[Entries from a pointing dataset]
▽
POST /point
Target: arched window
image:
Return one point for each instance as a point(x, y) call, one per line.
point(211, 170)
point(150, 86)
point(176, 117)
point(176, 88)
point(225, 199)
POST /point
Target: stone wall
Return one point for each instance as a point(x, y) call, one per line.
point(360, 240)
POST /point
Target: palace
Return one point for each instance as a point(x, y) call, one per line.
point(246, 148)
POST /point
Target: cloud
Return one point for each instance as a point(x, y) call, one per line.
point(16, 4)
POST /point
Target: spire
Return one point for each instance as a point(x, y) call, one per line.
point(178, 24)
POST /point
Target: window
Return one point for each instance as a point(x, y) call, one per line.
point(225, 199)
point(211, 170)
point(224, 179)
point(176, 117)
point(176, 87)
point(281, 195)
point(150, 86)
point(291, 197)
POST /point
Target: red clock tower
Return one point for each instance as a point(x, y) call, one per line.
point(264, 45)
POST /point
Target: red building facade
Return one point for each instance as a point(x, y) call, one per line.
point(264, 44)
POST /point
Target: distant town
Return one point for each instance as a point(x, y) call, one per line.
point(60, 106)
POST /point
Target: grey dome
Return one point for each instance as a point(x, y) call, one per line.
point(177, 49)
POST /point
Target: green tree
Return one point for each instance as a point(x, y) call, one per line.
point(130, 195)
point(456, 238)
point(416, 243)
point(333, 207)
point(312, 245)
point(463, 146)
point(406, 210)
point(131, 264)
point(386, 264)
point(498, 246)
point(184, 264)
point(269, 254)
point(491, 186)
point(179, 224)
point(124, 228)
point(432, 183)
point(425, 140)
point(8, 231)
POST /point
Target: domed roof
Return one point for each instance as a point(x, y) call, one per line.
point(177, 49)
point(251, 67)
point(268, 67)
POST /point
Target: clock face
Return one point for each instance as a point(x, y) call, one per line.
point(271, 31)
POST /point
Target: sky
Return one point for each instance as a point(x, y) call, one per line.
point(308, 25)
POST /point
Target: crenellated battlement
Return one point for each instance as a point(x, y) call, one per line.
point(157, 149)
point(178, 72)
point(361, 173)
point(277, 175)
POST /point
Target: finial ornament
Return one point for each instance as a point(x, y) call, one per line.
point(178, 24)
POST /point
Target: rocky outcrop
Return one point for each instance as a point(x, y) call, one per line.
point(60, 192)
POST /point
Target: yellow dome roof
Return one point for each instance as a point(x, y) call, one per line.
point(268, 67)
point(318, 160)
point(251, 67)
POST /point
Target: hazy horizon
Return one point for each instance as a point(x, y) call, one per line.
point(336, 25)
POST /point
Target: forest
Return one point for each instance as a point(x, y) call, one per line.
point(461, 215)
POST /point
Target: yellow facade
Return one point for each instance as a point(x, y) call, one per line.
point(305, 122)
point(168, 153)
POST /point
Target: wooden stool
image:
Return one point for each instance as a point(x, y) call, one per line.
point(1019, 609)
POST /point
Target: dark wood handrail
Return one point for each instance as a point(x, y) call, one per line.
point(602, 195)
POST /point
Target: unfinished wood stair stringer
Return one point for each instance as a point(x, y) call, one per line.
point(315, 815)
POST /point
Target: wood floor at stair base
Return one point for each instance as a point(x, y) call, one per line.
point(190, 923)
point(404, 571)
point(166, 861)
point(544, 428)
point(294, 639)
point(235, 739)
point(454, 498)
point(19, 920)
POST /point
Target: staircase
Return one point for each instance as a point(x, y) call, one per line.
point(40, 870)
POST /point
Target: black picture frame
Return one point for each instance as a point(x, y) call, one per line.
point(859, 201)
△
▽
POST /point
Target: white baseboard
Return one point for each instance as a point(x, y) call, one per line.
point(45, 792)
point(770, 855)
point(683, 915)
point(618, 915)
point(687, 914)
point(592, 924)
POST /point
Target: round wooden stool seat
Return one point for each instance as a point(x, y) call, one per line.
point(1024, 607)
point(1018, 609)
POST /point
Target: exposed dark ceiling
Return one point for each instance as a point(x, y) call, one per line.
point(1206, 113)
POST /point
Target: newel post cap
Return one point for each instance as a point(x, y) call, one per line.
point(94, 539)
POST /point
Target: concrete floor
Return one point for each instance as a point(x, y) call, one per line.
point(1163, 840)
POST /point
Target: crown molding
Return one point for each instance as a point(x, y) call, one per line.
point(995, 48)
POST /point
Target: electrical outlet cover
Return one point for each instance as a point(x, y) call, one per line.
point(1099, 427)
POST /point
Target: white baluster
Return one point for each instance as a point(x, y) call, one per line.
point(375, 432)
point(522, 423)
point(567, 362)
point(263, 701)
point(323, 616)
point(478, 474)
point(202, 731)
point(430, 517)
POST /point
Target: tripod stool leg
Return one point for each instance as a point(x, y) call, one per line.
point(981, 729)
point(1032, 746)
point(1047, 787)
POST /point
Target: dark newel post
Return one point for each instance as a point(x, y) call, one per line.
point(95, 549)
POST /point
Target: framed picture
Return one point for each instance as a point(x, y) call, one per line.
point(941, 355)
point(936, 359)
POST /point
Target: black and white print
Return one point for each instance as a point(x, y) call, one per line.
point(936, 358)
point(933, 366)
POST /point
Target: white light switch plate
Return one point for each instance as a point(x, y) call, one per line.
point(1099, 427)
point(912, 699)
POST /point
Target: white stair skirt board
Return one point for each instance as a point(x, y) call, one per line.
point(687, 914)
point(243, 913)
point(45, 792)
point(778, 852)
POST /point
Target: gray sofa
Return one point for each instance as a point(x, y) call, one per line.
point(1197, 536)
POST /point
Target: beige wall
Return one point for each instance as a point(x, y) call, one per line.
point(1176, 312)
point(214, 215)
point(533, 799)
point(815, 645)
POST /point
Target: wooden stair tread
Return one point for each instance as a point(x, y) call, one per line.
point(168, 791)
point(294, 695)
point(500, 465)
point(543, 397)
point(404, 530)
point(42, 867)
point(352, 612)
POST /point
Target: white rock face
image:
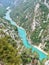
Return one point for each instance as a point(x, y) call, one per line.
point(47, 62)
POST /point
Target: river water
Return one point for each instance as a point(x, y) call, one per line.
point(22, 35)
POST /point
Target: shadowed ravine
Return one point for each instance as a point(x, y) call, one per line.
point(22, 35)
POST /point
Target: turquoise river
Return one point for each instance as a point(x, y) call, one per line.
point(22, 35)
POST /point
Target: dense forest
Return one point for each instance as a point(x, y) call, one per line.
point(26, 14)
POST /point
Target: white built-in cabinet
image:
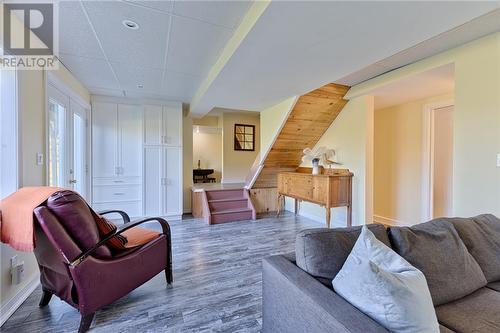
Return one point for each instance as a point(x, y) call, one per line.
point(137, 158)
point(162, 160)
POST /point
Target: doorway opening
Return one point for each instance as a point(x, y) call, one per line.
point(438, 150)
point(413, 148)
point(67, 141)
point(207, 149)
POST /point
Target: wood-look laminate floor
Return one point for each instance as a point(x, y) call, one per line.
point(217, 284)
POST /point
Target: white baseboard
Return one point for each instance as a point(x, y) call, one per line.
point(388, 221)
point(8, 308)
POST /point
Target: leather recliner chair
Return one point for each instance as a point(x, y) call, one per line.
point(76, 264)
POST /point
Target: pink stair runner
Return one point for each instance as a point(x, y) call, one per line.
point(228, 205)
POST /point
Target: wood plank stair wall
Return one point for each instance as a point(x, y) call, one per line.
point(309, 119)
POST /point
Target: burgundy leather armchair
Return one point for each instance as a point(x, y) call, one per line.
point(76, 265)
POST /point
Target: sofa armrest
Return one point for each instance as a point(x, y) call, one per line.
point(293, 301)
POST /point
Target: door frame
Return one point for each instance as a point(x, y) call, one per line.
△
▽
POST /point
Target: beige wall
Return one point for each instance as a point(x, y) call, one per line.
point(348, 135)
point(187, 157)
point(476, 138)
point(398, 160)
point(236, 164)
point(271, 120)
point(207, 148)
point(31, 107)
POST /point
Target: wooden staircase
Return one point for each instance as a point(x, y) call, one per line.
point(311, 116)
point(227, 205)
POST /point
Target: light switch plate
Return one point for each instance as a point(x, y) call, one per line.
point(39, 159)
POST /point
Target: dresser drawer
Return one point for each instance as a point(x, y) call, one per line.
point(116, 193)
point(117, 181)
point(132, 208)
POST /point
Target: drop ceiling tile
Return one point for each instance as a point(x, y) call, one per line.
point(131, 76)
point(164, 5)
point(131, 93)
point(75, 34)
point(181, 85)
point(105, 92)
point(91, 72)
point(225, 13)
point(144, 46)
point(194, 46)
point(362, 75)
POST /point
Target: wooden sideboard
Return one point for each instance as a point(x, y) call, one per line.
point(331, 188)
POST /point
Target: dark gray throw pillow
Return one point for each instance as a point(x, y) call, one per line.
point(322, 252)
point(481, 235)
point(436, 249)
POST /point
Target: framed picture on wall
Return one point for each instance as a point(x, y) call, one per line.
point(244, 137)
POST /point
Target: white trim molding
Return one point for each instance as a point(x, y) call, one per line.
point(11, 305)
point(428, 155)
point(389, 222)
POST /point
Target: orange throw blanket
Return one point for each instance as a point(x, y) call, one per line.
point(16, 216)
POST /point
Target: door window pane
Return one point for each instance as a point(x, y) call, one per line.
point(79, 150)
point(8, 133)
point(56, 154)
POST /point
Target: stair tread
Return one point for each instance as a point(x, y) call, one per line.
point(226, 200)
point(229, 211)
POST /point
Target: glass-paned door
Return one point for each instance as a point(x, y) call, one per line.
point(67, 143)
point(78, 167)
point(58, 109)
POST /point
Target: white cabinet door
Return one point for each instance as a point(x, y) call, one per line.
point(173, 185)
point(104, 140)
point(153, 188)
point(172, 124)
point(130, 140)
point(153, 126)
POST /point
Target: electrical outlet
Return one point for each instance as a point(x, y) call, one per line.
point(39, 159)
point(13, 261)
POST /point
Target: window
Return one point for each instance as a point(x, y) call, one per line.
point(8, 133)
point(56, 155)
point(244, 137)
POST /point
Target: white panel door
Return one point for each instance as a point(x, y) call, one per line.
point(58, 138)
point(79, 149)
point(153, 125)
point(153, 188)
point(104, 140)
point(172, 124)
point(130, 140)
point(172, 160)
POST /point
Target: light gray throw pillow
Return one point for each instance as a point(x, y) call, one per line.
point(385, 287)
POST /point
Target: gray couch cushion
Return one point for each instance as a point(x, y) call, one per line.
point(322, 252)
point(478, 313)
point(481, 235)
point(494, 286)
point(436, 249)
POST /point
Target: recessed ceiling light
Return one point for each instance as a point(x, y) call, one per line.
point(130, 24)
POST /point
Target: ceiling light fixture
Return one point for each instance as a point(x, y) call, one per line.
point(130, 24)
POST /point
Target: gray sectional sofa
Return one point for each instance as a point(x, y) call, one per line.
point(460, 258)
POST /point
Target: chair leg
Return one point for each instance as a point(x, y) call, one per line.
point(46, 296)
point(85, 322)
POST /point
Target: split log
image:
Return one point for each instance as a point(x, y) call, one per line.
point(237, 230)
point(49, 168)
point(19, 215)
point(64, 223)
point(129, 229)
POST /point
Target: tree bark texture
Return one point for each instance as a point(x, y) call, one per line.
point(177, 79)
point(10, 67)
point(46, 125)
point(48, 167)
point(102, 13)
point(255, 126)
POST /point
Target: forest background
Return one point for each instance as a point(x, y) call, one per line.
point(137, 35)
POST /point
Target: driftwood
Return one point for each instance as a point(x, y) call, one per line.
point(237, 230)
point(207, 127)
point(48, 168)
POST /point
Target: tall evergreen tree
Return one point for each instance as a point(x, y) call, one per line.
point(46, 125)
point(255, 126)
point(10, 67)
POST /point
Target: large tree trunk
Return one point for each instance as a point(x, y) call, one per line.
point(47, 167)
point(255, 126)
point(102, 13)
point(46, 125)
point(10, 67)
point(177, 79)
△
[The problem] Count the lines in the listing that contain the string "gray". Reply with the number only.

[Exercise answer] 5